## INSTRUÇÕES DA TAREFA:
Organize como CSV de duas colunas, entrada e saida, os registros do início até a linha com "589 258 L 602", inclusive. Use uma linha por registro, com o texto em entrada e a resposta em saida, cada um em um único campo entre aspas e com as quebras de linha trocadas por espaços.

## DADOS EXIBIDOS:

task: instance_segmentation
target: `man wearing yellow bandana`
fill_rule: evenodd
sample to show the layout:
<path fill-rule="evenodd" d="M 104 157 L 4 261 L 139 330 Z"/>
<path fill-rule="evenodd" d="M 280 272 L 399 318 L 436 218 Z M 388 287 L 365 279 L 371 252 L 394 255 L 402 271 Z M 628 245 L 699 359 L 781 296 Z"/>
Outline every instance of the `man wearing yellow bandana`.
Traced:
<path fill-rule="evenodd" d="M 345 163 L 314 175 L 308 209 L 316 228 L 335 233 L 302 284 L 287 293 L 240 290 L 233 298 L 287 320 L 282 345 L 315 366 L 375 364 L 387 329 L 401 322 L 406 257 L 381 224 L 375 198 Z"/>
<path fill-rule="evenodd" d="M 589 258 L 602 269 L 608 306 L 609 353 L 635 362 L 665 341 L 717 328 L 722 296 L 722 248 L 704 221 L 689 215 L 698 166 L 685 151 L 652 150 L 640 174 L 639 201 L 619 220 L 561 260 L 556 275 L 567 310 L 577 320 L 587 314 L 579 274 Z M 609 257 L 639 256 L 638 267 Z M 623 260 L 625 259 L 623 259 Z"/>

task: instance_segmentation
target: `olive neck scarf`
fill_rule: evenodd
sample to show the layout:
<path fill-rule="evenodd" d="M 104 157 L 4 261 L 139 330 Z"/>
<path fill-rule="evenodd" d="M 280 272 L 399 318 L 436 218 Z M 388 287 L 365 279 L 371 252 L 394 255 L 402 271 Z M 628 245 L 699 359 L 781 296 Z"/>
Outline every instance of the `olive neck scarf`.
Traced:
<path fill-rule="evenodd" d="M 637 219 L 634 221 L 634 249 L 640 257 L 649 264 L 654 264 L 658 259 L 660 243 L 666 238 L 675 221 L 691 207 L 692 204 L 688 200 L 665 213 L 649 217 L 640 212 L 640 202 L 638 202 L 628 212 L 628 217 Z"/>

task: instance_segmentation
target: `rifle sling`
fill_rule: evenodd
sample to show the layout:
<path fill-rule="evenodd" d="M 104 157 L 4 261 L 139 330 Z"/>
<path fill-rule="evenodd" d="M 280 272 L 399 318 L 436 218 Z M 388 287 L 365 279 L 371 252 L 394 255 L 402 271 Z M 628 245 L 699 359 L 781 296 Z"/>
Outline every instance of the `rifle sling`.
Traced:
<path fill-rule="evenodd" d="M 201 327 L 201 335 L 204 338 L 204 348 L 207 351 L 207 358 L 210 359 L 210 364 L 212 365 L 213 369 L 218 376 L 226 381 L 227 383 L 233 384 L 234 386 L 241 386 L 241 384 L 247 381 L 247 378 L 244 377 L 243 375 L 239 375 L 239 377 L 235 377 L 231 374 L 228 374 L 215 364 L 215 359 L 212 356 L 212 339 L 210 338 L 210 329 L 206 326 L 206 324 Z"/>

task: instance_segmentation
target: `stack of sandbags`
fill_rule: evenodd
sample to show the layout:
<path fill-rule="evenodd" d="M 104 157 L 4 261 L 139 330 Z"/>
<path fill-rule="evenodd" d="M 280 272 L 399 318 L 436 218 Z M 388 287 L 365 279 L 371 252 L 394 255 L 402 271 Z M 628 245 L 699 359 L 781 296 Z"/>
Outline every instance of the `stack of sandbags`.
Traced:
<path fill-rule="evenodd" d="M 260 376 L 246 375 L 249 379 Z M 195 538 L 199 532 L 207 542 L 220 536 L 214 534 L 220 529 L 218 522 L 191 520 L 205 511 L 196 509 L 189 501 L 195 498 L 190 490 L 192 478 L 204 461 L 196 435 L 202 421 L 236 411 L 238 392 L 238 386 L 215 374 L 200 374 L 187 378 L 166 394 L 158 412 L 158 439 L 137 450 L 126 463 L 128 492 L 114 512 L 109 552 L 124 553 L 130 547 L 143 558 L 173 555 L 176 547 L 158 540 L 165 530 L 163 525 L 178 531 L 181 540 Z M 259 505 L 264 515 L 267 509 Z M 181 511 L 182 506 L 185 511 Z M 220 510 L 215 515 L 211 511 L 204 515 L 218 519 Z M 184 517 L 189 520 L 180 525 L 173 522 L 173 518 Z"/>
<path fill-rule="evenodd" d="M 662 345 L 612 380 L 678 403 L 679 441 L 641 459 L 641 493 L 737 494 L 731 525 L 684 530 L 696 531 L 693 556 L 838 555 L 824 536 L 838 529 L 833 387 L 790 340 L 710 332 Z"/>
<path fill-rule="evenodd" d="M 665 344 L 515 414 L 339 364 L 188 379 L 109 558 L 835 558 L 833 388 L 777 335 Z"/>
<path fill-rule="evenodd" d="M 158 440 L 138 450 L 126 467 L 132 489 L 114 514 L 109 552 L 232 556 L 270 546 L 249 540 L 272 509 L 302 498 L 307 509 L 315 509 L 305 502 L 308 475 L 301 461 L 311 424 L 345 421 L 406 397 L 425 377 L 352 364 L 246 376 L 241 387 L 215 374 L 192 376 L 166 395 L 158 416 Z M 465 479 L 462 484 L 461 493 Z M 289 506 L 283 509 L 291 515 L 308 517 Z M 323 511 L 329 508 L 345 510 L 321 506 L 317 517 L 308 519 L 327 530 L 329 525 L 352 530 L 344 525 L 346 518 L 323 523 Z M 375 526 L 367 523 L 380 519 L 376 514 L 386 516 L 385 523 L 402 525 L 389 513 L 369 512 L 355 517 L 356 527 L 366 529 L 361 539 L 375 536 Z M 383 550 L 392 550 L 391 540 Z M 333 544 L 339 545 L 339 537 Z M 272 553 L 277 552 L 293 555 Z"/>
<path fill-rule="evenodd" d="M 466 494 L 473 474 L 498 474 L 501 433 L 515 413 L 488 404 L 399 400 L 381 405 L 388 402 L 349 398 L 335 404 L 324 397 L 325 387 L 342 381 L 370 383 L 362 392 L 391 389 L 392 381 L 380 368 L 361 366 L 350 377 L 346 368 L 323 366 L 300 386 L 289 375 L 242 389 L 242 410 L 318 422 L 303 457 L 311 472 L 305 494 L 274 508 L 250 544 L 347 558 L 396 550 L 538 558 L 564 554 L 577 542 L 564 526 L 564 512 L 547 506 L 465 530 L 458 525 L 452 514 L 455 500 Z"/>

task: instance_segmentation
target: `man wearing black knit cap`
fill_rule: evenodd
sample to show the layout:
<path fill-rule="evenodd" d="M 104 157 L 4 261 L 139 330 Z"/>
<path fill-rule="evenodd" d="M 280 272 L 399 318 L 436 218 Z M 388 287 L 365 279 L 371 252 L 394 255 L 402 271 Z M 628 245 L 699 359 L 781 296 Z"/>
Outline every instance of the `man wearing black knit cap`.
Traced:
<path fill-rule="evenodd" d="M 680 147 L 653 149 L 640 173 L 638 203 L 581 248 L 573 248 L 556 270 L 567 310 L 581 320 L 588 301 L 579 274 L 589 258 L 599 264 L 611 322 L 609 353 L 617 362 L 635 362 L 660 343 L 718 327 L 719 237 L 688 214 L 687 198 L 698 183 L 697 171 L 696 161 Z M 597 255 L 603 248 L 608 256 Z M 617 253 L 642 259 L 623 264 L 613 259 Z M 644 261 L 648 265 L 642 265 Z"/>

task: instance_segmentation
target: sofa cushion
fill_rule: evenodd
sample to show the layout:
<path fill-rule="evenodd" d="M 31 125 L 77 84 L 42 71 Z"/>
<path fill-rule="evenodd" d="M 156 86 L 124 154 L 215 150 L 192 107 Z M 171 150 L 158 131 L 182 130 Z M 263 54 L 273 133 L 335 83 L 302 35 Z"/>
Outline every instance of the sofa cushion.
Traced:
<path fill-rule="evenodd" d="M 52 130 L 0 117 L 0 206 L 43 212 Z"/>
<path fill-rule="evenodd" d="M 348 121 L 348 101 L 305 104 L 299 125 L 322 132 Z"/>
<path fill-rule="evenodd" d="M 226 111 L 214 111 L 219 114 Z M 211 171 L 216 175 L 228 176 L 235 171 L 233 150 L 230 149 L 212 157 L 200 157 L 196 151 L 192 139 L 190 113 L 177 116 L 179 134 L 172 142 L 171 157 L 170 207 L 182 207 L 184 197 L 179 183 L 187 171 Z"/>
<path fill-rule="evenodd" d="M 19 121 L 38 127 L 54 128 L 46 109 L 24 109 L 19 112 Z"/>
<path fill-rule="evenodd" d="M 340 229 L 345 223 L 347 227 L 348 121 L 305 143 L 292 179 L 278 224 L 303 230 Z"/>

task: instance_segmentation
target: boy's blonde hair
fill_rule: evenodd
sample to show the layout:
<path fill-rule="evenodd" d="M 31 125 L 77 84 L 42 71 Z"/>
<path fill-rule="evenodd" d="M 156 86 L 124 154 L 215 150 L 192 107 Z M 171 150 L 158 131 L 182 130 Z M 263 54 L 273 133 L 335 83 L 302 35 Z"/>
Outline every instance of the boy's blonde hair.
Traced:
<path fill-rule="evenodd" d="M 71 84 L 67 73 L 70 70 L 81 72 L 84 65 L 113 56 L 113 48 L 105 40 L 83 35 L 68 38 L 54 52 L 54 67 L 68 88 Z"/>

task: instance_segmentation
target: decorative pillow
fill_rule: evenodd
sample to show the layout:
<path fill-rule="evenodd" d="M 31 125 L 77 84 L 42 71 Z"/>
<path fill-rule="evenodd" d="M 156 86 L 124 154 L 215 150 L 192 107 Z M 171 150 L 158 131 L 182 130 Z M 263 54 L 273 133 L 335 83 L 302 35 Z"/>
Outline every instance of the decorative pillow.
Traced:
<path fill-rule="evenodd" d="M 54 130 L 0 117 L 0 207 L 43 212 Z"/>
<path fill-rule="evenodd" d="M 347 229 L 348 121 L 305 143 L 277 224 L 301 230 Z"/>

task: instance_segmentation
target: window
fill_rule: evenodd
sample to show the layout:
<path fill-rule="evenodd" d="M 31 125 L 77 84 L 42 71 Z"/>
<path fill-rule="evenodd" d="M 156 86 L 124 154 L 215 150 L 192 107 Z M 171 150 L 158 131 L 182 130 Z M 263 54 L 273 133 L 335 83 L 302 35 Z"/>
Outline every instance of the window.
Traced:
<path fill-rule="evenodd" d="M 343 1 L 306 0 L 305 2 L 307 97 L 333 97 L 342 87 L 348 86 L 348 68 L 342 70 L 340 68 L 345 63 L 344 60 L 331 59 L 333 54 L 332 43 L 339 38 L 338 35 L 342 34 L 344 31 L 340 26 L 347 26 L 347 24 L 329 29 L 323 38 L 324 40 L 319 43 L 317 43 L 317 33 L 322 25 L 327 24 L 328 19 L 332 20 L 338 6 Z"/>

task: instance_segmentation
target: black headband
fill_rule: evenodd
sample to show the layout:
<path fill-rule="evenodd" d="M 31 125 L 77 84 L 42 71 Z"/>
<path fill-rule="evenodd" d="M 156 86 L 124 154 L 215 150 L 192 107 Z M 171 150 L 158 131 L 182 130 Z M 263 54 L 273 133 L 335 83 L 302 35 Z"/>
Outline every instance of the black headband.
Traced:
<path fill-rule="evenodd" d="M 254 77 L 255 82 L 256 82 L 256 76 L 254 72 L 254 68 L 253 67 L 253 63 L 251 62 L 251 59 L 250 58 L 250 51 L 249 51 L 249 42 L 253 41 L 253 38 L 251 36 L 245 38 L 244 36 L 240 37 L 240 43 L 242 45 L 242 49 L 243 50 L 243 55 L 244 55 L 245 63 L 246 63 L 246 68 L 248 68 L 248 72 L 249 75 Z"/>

## RESULTADO DO EXERCÍCIO:
entrada,saida
"task: instance_segmentation target: `man wearing yellow bandana` fill_rule: evenodd sample to show the layout: <path fill-rule=""evenodd"" d=""M 104 157 L 4 261 L 139 330 Z""/> <path fill-rule=""evenodd"" d=""M 280 272 L 399 318 L 436 218 Z M 388 287 L 365 279 L 371 252 L 394 255 L 402 271 Z M 628 245 L 699 359 L 781 296 Z""/> Outline every instance of the `man wearing yellow bandana`. Traced:","<path fill-rule=""evenodd"" d=""M 345 163 L 314 175 L 308 209 L 316 228 L 335 233 L 302 284 L 287 293 L 240 290 L 233 298 L 287 320 L 282 345 L 315 366 L 375 364 L 387 329 L 401 322 L 406 257 L 381 224 L 375 198 Z""/> <path fill-rule=""evenodd"" d=""M 589 258 L 602 269 L 608 306 L 609 353 L 635 362 L 665 341 L 717 328 L 722 296 L 722 248 L 704 221 L 689 215 L 698 166 L 685 151 L 652 150 L 640 174 L 639 201 L 619 220 L 561 260 L 556 275 L 567 310 L 577 320 L 587 314 L 579 274 Z M 609 257 L 639 256 L 638 267 Z M 623 260 L 625 259 L 623 259 Z""/>"